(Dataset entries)

↓↓↓

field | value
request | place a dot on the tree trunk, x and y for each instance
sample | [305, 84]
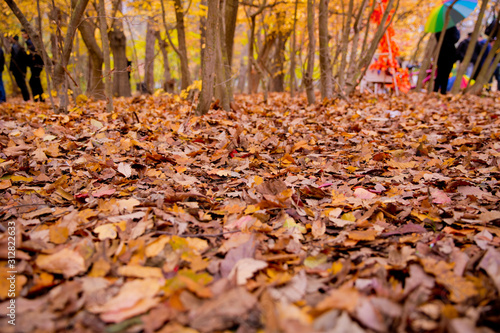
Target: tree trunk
[253, 76]
[294, 52]
[106, 56]
[95, 86]
[149, 59]
[426, 62]
[168, 82]
[209, 54]
[203, 33]
[324, 52]
[362, 65]
[118, 43]
[344, 48]
[231, 13]
[277, 80]
[308, 77]
[181, 38]
[486, 71]
[243, 71]
[447, 18]
[223, 82]
[470, 49]
[76, 18]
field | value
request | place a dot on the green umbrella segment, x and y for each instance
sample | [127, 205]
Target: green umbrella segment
[460, 10]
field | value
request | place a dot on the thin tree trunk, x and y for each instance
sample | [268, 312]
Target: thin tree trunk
[277, 77]
[251, 70]
[486, 71]
[45, 58]
[222, 88]
[294, 51]
[362, 65]
[76, 18]
[470, 50]
[203, 33]
[243, 69]
[417, 49]
[209, 54]
[326, 75]
[95, 86]
[355, 40]
[149, 56]
[439, 45]
[344, 47]
[308, 77]
[231, 14]
[106, 56]
[168, 83]
[427, 58]
[118, 44]
[181, 38]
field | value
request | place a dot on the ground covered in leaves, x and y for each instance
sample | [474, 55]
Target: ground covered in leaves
[374, 215]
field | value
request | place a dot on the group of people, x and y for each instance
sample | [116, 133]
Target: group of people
[20, 60]
[449, 54]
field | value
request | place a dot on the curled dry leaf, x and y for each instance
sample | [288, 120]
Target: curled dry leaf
[66, 262]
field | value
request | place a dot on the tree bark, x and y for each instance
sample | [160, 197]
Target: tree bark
[344, 48]
[149, 58]
[223, 82]
[277, 80]
[106, 56]
[168, 82]
[95, 86]
[294, 51]
[75, 20]
[181, 38]
[203, 33]
[231, 14]
[324, 52]
[486, 71]
[426, 62]
[362, 65]
[208, 68]
[118, 43]
[308, 77]
[470, 49]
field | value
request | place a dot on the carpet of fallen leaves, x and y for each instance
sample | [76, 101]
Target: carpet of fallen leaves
[374, 215]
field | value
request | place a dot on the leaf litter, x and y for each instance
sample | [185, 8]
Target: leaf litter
[373, 215]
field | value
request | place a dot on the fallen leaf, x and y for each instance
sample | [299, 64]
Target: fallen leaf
[66, 262]
[245, 268]
[125, 169]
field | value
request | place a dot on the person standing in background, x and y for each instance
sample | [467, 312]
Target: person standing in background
[18, 60]
[36, 67]
[3, 97]
[447, 57]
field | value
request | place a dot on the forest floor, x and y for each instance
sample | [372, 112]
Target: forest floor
[374, 215]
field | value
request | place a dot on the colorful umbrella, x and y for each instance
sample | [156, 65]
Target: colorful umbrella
[460, 10]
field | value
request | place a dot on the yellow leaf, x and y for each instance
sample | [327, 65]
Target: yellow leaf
[106, 231]
[66, 262]
[6, 183]
[313, 262]
[39, 132]
[58, 235]
[349, 217]
[251, 209]
[157, 246]
[363, 234]
[100, 268]
[140, 271]
[21, 179]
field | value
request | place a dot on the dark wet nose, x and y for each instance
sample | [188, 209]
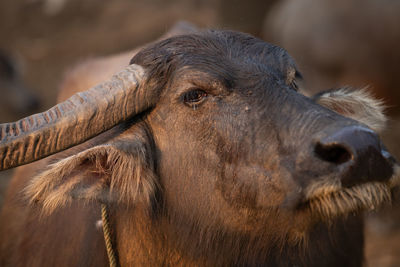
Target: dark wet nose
[357, 153]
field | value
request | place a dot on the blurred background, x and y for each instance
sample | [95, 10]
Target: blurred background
[334, 42]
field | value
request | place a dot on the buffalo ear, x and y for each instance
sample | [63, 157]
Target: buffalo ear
[358, 105]
[121, 171]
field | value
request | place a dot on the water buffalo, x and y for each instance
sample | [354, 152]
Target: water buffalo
[16, 98]
[206, 155]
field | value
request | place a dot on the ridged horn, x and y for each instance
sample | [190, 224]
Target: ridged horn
[81, 117]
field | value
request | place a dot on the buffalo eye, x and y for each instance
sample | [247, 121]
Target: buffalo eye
[194, 96]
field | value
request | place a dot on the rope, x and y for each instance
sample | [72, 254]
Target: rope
[111, 252]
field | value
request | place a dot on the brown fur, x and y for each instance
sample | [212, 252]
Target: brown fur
[195, 224]
[359, 105]
[115, 172]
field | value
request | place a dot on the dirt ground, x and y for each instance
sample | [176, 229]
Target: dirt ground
[50, 36]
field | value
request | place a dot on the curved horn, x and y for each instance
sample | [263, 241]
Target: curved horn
[81, 117]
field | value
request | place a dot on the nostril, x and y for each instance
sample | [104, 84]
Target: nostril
[333, 153]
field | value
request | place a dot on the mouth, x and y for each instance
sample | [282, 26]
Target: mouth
[327, 200]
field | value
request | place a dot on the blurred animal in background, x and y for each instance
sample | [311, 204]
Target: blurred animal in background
[206, 155]
[16, 99]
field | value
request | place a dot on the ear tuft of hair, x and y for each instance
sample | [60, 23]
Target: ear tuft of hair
[358, 105]
[103, 173]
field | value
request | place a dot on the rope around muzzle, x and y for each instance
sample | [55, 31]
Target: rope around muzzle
[108, 237]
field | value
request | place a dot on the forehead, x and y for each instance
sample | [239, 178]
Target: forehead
[230, 54]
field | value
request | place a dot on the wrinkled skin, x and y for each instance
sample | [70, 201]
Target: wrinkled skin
[232, 145]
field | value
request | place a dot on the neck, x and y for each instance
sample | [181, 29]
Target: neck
[146, 241]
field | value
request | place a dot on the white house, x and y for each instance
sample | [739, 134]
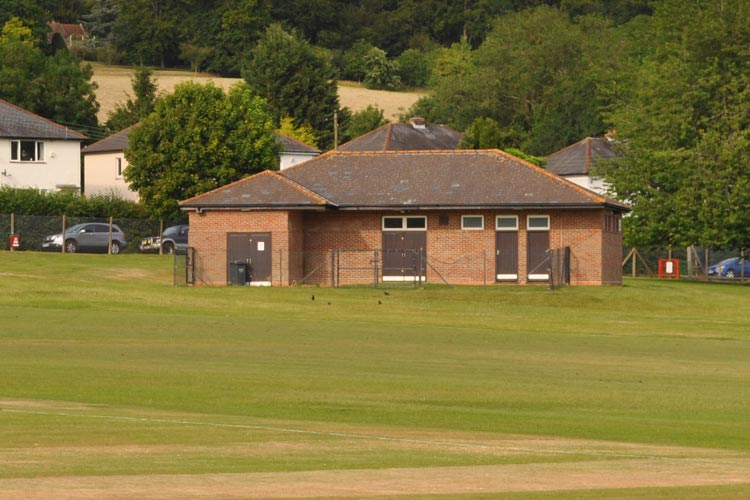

↑↑↑

**AIM OF THE EXERCISE:** Gather every line of the dataset entries above that contains the word "fallen", and copy each one out.

**TASK SOLUTION:**
request | place a dot on the carpet of fallen leaves, x and y for each instance
Target: carpet of fallen leaves
request | place a dot on the fallen leaf, x and y for each instance
Target: fallen leaf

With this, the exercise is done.